===== DATA PROVIDED

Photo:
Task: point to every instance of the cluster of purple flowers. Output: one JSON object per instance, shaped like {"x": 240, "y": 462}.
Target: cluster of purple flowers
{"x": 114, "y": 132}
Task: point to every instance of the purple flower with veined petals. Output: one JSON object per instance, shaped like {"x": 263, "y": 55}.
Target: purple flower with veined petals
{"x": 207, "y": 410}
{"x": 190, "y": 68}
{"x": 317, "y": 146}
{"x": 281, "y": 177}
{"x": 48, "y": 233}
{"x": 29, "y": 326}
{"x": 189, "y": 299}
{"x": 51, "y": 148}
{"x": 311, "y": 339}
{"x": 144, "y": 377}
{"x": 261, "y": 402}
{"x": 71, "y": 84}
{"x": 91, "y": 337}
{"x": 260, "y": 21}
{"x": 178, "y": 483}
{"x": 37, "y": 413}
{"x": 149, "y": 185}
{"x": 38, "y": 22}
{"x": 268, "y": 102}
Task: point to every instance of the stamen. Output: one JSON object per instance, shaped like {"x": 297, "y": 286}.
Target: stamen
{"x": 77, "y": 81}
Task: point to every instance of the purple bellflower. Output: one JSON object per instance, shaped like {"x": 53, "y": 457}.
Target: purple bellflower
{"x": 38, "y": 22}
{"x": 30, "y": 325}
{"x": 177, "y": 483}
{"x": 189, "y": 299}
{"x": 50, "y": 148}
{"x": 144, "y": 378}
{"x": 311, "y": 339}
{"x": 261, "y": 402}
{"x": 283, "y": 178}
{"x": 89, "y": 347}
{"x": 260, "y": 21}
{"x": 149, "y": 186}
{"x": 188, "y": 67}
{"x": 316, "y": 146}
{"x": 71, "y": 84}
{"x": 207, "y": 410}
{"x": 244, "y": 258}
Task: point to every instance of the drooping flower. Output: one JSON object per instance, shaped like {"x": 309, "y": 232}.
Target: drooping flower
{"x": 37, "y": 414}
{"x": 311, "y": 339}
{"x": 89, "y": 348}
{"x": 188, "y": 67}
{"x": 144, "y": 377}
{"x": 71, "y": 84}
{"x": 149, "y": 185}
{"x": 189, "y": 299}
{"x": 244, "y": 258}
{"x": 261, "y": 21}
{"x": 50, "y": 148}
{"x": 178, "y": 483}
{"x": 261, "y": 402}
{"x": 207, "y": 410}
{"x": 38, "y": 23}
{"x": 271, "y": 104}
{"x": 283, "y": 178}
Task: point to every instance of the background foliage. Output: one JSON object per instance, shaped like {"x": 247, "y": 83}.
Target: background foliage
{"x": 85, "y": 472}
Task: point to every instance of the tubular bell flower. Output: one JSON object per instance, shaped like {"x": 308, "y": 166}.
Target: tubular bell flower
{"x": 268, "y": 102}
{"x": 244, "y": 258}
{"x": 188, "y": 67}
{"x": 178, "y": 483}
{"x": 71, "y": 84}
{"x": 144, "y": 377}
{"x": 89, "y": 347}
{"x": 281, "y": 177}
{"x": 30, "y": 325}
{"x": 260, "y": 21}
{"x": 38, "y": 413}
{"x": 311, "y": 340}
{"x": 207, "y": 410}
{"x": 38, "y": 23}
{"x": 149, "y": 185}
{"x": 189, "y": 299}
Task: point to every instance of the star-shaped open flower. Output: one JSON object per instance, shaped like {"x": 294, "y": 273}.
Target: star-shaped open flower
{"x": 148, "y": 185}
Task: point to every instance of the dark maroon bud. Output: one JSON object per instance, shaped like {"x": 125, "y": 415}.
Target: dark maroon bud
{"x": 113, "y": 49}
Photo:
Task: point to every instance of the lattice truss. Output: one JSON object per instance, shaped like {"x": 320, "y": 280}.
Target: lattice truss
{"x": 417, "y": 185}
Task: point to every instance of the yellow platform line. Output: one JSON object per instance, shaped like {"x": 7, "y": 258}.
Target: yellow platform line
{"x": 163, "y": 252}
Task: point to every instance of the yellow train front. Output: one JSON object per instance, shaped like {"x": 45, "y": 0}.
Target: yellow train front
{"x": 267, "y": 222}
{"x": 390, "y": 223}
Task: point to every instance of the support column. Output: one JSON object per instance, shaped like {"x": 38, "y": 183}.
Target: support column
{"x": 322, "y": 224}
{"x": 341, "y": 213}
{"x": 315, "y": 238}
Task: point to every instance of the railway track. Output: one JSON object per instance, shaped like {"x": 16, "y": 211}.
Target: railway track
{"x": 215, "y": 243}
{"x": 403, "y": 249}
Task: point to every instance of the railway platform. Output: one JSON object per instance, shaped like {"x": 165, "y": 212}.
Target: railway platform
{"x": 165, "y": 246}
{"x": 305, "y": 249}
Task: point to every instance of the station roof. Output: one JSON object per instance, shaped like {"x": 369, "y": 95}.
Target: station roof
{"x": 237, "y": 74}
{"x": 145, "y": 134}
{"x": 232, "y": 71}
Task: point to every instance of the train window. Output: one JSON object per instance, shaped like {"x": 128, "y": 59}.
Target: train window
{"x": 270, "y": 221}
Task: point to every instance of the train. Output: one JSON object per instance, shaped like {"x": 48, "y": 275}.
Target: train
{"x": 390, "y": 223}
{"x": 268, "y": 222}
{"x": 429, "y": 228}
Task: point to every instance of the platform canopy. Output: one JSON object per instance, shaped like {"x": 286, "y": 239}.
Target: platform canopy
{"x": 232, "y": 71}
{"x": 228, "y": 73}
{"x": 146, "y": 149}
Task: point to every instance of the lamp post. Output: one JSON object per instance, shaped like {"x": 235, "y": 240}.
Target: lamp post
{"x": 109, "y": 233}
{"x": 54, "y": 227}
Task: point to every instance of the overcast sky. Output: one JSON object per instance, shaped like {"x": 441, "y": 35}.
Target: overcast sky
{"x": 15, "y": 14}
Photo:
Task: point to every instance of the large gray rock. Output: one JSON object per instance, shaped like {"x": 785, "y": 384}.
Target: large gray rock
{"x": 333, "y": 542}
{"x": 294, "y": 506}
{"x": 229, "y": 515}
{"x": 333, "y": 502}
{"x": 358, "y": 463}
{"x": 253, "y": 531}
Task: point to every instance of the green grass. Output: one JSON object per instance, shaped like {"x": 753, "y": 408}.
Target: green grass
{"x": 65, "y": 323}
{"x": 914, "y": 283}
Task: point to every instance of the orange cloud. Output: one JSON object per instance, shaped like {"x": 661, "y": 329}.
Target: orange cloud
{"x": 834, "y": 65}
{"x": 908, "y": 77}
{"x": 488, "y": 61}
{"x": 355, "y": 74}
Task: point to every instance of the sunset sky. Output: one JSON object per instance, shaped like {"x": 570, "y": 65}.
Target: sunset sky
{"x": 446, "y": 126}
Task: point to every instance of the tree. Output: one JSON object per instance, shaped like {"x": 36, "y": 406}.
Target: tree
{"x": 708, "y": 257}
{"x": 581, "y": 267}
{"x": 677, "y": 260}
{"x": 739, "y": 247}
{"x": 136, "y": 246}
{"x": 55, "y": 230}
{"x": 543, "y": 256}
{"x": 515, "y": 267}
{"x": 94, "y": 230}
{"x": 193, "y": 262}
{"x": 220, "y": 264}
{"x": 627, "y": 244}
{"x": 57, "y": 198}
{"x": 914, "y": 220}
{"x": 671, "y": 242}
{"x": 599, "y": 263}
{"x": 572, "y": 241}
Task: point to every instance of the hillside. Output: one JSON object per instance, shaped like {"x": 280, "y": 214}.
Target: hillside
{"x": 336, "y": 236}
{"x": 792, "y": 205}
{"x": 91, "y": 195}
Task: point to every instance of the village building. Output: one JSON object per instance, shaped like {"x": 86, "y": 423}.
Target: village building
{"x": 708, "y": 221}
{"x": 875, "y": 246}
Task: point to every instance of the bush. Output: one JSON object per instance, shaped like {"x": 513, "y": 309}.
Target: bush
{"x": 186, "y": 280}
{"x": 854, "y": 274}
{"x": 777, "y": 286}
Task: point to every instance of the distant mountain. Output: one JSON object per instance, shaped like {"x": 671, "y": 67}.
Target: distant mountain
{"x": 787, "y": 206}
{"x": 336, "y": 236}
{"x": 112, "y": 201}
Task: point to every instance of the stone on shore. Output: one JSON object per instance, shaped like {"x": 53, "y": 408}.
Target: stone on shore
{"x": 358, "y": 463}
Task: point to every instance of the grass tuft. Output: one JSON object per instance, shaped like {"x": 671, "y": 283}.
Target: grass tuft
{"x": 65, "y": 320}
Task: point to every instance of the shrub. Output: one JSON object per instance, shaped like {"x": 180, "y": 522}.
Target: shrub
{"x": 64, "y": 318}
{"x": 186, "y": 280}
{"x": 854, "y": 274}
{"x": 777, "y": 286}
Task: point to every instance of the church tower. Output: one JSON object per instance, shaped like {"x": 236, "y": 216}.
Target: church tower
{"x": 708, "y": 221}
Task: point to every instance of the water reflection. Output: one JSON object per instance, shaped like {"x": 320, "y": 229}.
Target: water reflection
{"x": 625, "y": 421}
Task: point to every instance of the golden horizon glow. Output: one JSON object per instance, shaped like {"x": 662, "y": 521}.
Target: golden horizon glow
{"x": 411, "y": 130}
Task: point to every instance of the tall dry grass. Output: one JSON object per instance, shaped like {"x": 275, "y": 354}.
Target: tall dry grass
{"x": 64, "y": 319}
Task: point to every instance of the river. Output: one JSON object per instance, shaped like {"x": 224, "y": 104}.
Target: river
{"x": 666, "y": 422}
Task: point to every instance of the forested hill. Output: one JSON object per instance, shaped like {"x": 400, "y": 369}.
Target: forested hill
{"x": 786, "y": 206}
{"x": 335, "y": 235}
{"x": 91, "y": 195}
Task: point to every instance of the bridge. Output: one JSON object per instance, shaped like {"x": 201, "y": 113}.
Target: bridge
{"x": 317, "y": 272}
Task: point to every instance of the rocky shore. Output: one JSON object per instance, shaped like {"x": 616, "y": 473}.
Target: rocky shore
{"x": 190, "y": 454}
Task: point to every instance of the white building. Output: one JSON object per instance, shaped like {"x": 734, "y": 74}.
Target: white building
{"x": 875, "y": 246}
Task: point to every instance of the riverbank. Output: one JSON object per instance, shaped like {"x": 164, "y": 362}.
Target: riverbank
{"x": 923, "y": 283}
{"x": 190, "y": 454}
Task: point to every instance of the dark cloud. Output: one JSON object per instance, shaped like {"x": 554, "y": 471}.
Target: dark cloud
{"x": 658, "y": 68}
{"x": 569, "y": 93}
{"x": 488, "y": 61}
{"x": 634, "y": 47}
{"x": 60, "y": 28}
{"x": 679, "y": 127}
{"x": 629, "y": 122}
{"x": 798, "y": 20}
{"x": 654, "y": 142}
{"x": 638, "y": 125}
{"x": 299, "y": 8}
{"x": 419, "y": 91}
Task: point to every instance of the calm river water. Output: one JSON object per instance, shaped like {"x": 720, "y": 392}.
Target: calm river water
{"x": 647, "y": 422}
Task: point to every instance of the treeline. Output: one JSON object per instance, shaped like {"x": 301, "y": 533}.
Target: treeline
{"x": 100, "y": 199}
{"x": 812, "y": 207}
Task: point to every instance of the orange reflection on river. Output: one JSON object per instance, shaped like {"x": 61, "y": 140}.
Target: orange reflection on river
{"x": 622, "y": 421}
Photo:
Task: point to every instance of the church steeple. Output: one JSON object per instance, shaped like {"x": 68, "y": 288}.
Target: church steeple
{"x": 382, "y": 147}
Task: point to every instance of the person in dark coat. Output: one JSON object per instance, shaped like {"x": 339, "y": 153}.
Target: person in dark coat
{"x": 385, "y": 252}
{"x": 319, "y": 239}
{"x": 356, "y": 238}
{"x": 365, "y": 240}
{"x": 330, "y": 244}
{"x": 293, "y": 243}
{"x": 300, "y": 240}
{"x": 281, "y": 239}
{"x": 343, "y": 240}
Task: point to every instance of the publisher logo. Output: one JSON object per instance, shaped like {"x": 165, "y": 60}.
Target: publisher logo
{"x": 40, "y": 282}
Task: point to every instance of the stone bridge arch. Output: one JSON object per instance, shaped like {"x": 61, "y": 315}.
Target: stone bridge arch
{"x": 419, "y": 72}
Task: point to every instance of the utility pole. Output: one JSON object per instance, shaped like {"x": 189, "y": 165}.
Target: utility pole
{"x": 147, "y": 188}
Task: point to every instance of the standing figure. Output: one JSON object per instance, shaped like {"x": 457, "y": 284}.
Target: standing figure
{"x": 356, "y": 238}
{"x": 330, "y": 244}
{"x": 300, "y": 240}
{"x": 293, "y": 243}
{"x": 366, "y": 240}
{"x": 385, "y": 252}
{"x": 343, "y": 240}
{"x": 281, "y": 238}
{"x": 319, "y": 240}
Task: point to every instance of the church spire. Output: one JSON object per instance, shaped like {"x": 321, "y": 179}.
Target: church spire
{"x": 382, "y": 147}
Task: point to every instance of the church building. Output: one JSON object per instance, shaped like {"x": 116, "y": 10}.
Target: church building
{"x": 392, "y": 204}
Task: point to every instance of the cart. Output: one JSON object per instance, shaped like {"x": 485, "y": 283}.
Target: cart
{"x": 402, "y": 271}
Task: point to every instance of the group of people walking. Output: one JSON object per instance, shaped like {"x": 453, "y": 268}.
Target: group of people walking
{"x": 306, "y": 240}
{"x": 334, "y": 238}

==========

## EXERCISE AIM
Only the lines from the one holding "Task: point to every instance of the cart." to the end of the listing are to be written out, word for word.

## RESPONSE AREA
Task: point to every instance of the cart. Output: one JSON object per instance, shaped like {"x": 485, "y": 283}.
Target: cart
{"x": 402, "y": 271}
Task: point to every instance of the group of people walking. Output: one JSON object per instance, shaped like {"x": 453, "y": 268}.
Target: group of people walking
{"x": 306, "y": 240}
{"x": 334, "y": 238}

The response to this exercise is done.